[AIM] Turn every line of the data below into a JSON list of strings, one string per line, with blank lines and pictures left out.

--- Start ---

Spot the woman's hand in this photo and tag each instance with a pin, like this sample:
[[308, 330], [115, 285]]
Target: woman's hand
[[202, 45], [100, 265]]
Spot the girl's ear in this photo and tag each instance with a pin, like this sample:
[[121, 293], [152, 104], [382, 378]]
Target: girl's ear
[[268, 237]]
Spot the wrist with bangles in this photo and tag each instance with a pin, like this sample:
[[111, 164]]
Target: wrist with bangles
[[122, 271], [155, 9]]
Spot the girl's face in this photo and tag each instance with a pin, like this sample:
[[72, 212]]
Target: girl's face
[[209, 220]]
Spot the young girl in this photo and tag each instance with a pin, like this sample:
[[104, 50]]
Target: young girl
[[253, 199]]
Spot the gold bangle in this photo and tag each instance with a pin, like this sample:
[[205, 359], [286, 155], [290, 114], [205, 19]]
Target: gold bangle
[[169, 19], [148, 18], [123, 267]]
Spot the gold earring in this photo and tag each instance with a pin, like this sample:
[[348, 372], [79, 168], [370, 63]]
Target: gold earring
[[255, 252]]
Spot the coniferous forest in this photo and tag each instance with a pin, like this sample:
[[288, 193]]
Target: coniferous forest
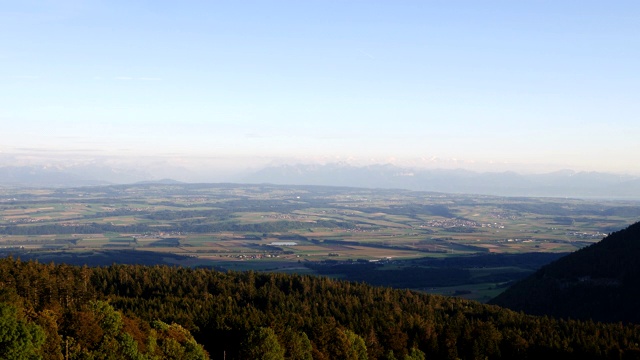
[[50, 311]]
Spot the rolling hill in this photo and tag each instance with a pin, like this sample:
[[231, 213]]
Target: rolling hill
[[600, 282]]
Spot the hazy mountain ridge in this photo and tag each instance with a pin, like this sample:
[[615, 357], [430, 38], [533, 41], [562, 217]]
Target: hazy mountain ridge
[[564, 183], [600, 282], [559, 183]]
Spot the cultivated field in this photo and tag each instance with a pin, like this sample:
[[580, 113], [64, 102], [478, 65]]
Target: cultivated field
[[303, 229]]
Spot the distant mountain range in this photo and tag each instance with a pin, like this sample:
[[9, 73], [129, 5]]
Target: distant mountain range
[[599, 282], [565, 183]]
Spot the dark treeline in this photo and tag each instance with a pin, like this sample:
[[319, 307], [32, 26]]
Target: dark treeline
[[601, 281], [142, 312]]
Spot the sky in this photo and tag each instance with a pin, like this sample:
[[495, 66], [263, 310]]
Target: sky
[[524, 84]]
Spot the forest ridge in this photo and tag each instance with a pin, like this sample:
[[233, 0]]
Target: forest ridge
[[160, 312]]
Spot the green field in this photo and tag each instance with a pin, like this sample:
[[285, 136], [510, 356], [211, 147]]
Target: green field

--- End ---

[RESULT FOR THIS EXERCISE]
[
  "Spot the woman's hand in this photo and tag each instance with a pin, like this sample:",
  "[[308, 330], [115, 285]]",
  "Target: woman's hand",
  "[[202, 45], [100, 265]]",
  "Spot the girl's ear in this photo and tag each instance with a pin, like this sample:",
  "[[121, 293], [152, 104], [382, 378]]",
  "Target: girl's ear",
  "[[268, 237]]",
  "Spot the wrist with bangles in this photo and tag each instance with a pin, like this sample:",
  "[[111, 164]]",
  "Target: wrist with bangles",
  "[[122, 271], [155, 9]]",
  "Spot the girl's face in this photo and tag each instance with a pin, like this sample:",
  "[[72, 212]]",
  "Target: girl's face",
  "[[209, 220]]",
  "Spot the young girl in this photo and tag each instance with a pin, like this sample:",
  "[[104, 50]]",
  "Target: young girl",
  "[[253, 199]]",
  "Spot the gold bangle in this photo and tag each instance with a pin, like this sample:",
  "[[205, 359], [286, 155], [290, 114], [205, 19]]",
  "Target: gold bangle",
  "[[169, 19], [148, 18], [123, 267]]",
  "Spot the gold earring in this photo and tag each instance with a pin, like this sample:",
  "[[348, 372], [79, 168], [370, 63]]",
  "Target: gold earring",
  "[[255, 252]]",
  "Spot the coniferous forest in this photo and tag each instance with a pin, like this sample:",
  "[[288, 193]]",
  "Target: coniferous forest",
  "[[50, 311]]",
  "Spot the rolling hill in this photo and tag each instance with a pin, like this sample:",
  "[[231, 213]]",
  "Target: rolling hill",
  "[[600, 282]]",
  "Spot the hazy mountain ridge in this photo and tag each instance with a pin, like this sample:",
  "[[615, 357], [430, 38], [533, 41], [562, 217]]",
  "Target: hazy mountain ridge",
  "[[564, 183], [600, 282], [559, 183]]",
  "Spot the cultivated field in this photo and tag each instance with a pin, like this sample:",
  "[[580, 113], [64, 102], [478, 65]]",
  "Target: cultivated field",
  "[[303, 229]]",
  "Spot the distant mountain range in this photo and tag each instance with a pin, like this sample:",
  "[[9, 73], [129, 5]]",
  "Target: distant mountain range",
  "[[599, 282], [565, 183]]",
  "Spot the dark treeline in this photo and tag each instance with a pin, like this sample:",
  "[[319, 307], [32, 26]]",
  "Target: dark treeline",
  "[[601, 281], [142, 312]]",
  "Spot the sky in this photo and tag each instance with a pin, like this sample:",
  "[[495, 66], [263, 310]]",
  "Target: sky",
  "[[524, 84]]",
  "Spot the forest ridge in this photo and tag each instance with a pin, like this sample:",
  "[[233, 0]]",
  "Target: forest ridge",
  "[[160, 312]]",
  "Spot the green field in this photo and tag each instance with a pin, like this sample:",
  "[[285, 136], [510, 356], [211, 147]]",
  "Target: green field"
]